TO DO >> Quote all of the data below exactly, please.

*** Opening of INPUT RECORDS ***

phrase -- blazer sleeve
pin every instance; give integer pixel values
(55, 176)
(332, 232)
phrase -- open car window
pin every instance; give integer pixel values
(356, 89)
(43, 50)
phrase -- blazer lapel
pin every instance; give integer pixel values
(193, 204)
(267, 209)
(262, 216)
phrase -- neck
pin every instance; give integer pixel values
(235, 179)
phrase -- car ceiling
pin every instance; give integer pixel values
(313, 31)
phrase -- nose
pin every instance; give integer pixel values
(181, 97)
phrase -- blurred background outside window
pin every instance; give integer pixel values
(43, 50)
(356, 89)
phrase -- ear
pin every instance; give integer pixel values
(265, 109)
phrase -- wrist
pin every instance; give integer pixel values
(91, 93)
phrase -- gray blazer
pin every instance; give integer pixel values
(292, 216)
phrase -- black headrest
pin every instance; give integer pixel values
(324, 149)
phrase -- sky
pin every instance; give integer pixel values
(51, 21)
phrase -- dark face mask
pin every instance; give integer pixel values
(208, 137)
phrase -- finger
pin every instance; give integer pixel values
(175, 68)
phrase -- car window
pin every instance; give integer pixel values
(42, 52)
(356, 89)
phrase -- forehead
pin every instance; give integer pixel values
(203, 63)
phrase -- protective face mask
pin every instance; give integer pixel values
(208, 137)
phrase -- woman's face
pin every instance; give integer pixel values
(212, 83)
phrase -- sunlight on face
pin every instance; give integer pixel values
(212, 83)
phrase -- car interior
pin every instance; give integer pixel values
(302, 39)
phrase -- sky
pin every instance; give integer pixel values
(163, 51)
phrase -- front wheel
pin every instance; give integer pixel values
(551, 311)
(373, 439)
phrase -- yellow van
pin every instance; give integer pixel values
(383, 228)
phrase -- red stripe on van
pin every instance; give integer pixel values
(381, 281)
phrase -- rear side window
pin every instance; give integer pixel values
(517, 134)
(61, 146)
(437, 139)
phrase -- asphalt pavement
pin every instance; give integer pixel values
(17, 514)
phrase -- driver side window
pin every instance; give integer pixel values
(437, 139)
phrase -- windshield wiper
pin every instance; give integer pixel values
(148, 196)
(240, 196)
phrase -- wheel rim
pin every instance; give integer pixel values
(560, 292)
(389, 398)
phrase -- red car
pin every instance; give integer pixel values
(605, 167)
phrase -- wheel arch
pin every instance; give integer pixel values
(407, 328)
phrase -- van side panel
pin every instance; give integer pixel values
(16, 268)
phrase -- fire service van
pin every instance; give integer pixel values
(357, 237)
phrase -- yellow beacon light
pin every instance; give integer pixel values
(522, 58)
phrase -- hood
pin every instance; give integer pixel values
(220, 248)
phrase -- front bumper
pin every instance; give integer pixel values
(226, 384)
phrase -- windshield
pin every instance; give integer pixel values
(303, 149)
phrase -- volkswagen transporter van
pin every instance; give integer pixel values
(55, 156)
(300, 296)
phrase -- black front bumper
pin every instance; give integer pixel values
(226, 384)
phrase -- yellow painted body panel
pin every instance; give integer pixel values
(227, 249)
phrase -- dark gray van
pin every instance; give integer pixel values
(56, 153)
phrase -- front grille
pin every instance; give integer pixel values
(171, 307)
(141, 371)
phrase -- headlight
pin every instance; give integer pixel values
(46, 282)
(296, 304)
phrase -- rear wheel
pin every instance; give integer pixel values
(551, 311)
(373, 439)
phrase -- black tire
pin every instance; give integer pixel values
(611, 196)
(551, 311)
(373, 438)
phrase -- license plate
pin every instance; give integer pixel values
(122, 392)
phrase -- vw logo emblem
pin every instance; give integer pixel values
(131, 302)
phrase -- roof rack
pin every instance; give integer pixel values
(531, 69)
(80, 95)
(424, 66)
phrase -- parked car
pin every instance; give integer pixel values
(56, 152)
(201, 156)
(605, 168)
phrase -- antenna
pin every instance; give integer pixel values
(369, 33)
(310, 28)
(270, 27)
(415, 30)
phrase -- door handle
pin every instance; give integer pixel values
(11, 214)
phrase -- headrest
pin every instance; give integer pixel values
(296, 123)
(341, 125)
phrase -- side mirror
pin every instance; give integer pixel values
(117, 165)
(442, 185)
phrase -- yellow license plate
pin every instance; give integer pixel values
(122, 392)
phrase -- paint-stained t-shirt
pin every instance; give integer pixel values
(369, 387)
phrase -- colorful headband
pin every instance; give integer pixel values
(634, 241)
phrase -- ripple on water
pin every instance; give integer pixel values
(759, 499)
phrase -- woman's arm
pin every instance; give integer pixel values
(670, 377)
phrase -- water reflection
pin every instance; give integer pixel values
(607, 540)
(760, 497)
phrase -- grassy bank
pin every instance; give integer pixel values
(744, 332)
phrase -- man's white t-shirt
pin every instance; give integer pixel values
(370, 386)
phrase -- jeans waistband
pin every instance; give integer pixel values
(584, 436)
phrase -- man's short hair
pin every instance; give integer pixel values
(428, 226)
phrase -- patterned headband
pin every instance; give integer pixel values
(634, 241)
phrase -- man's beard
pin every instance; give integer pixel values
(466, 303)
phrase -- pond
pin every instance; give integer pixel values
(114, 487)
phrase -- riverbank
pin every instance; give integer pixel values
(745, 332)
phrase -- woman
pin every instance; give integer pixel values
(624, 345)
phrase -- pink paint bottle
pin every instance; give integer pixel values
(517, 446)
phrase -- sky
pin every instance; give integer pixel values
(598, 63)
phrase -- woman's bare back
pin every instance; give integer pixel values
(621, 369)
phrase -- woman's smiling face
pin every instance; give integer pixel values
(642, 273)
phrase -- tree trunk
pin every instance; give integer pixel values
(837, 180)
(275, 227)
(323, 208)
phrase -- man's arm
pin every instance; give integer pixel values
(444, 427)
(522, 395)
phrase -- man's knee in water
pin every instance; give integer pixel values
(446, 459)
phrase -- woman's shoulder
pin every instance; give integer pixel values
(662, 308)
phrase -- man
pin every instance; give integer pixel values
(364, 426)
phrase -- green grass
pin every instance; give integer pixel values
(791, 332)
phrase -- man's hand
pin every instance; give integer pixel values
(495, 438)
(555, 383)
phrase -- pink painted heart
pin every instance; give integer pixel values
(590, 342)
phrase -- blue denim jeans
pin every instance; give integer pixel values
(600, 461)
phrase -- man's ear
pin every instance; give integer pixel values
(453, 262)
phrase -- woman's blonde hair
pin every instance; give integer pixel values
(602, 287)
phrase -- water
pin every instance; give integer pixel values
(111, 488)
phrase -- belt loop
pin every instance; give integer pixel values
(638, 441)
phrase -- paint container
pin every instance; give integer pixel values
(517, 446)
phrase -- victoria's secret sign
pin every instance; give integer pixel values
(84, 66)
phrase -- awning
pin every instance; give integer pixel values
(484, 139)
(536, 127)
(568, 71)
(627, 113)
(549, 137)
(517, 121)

*** Close of INPUT RECORDS ***

SOLUTION FOR THIS PROBLEM >>
phrase -- blazer sleeve
pin every instance; give integer pixel values
(55, 176)
(332, 232)
phrase -- open car window
pin every instance; give integer pixel values
(356, 89)
(43, 50)
phrase -- blazer lapel
pin every instance; give integer pixel values
(193, 204)
(267, 209)
(262, 216)
phrase -- neck
pin every instance; give integer pixel values
(235, 179)
phrase -- car ceiling
pin every instance; give integer pixel values
(313, 31)
phrase -- nose
pin every instance; give integer pixel values
(181, 97)
phrase -- blurred background outside window
pin every instance; give integer pixel values
(43, 50)
(356, 89)
phrase -- ear
pin every instance; give integer pixel values
(265, 109)
phrase -- wrist
pin every instance; give integer pixel values
(91, 93)
phrase -- gray blazer
pin every instance; give integer pixel values
(292, 216)
phrase -- black headrest
pin every instance; give integer pixel values
(324, 149)
phrase -- sky
pin every instance; give integer pixel values
(51, 21)
phrase -- dark face mask
pin every instance; give integer pixel values
(208, 137)
phrase -- finger
pin every instance; give integer pixel values
(175, 68)
phrase -- car window
pin every instance; give integer pixel values
(42, 52)
(356, 89)
phrase -- forehead
pin every instance; give integer pixel values
(203, 63)
phrase -- protective face mask
pin every instance; give integer pixel values
(208, 137)
phrase -- woman's face
pin every instance; give integer pixel values
(212, 83)
phrase -- sunlight on face
pin every instance; give integer pixel values
(212, 83)
phrase -- car interior
pin every instance; give integer pixel values
(302, 39)
phrase -- sky
pin every instance; give integer pixel values
(163, 51)
phrase -- front wheel
pin every instance; give integer pixel values
(551, 311)
(373, 439)
phrase -- yellow van
pin every instance; give integer pixel values
(383, 228)
phrase -- red stripe on van
pin every instance; give integer pixel values
(381, 281)
phrase -- rear side window
pin every instance; give integer pixel values
(517, 134)
(61, 146)
(437, 139)
phrase -- asphalt pavement
pin every instance; give integer pixel values
(17, 514)
phrase -- driver side window
pin every instance; give integer pixel values
(437, 139)
phrase -- windshield wiper
pin every instance; give integer pixel values
(148, 196)
(240, 196)
phrase -- wheel rim
pin every instance; give integer pixel values
(560, 292)
(389, 398)
phrase -- red car
pin every instance; give integer pixel values
(605, 167)
phrase -- wheel arch
pin every instance; give integer pixel values
(407, 328)
phrase -- van side panel
pin every instance; give integer pixel values
(16, 268)
phrase -- fire service van
pin every instance; give integer pixel values
(357, 237)
phrase -- yellow beacon light
pin every instance; give integer pixel values
(522, 58)
phrase -- hood
pin every instance; give integer pixel values
(220, 248)
phrase -- front bumper
pin every instance; give integer pixel values
(226, 384)
phrase -- windshield
pin every instance; give integer pixel values
(303, 149)
phrase -- volkswagen transporter van
pin every instance; give integer pixel values
(55, 156)
(300, 296)
phrase -- black front bumper
pin every instance; give integer pixel values
(226, 384)
phrase -- yellow painted body panel
pin every instance; give integer pixel values
(227, 249)
phrase -- dark gray van
pin every instance; give integer pixel values
(56, 153)
phrase -- front grille
pin every instance; give integer pixel values
(171, 307)
(141, 371)
phrase -- headlight
pin every instance; give integer pixel values
(46, 282)
(296, 304)
phrase -- rear wheel
pin every instance; give integer pixel values
(551, 311)
(373, 439)
phrase -- black tire
pin every instance; give integer pixel values
(611, 196)
(551, 311)
(373, 438)
phrase -- license plate
pin every instance; give integer pixel values
(122, 392)
phrase -- vw logo emblem
pin every instance; give integer pixel values
(131, 302)
phrase -- roof rack
pin every instance; give integer pixel values
(531, 69)
(80, 95)
(424, 66)
phrase -- parked car
pin every instance; give integer pixel values
(56, 152)
(201, 156)
(605, 168)
phrase -- antenna
pin every instance; give integer pixel values
(369, 33)
(310, 28)
(270, 27)
(415, 30)
phrase -- door handle
pin every instance; give integer pixel values
(11, 214)
phrase -- headrest
pin every instance; give integer pixel values
(296, 123)
(341, 125)
phrase -- side mirror
pin every instance; give integer pixel values
(117, 165)
(442, 185)
phrase -- yellow license plate
pin every instance; give integer pixel values
(122, 392)
phrase -- paint-stained t-shirt
pin every instance; give integer pixel values
(369, 387)
phrase -- colorful headband
pin every instance; give integer pixel values
(634, 241)
phrase -- ripple on water
pin every instance; give integer pixel values
(759, 499)
phrase -- woman's arm
pin every instance; give integer pixel values
(670, 377)
phrase -- water reflection
pin every instance; give integer pixel values
(607, 540)
(760, 497)
phrase -- grassy bank
pin every instance; give integer pixel values
(744, 332)
phrase -- man's white t-shirt
pin every instance; give integer pixel values
(370, 386)
phrase -- jeans waistband
pin every instance; give integer pixel values
(584, 436)
phrase -- man's short hair
pin every instance; give integer pixel values
(428, 226)
phrase -- patterned headband
pin every instance; give integer pixel values
(634, 241)
phrase -- man's beard
pin every instance; give integer pixel values
(466, 303)
phrase -- pond
pin every instance; give integer pixel values
(114, 487)
phrase -- riverbank
pin every instance; give integer pixel values
(745, 332)
phrase -- woman
pin every instance; give integer pixel values
(624, 345)
phrase -- pink paint bottle
pin every instance; give integer pixel values
(517, 446)
phrase -- sky
pin every instance; give integer pixel values
(598, 63)
phrase -- woman's bare back
pin every instance; give integer pixel values
(621, 369)
phrase -- woman's smiling face
pin every instance; give integer pixel values
(642, 273)
phrase -- tree trunk
pin every instance; give integer pixel values
(837, 180)
(275, 227)
(323, 208)
phrase -- man's arm
pin every instance; give integer pixel values
(444, 427)
(522, 395)
phrase -- man's knee in water
pin every instance; give integer pixel values
(446, 459)
phrase -- woman's shoulder
pin every instance; give integer pixel values
(662, 308)
phrase -- man
pin every instance; give integer pixel values
(364, 426)
phrase -- green grass
pin every instance; give integer pixel values
(791, 332)
phrase -- man's hand
pin every instance; give integer pixel values
(495, 438)
(555, 383)
phrase -- pink painted heart
pin every instance; give integer pixel values
(590, 342)
phrase -- blue denim jeans
pin every instance; give integer pixel values
(600, 461)
phrase -- man's ear
pin every instance; give integer pixel values
(453, 262)
phrase -- woman's blonde hair
pin every instance; give integer pixel values
(602, 287)
phrase -- water
pin every instance; give integer pixel values
(111, 488)
phrase -- belt loop
pin every instance; give integer pixel values
(638, 441)
phrase -- paint container
pin every instance; give integer pixel values
(517, 446)
phrase -- victoria's secret sign
pin every instance; give integer pixel values
(84, 66)
phrase -- awning
pin every instance; give integer pixel values
(484, 139)
(536, 127)
(568, 71)
(627, 113)
(549, 137)
(517, 121)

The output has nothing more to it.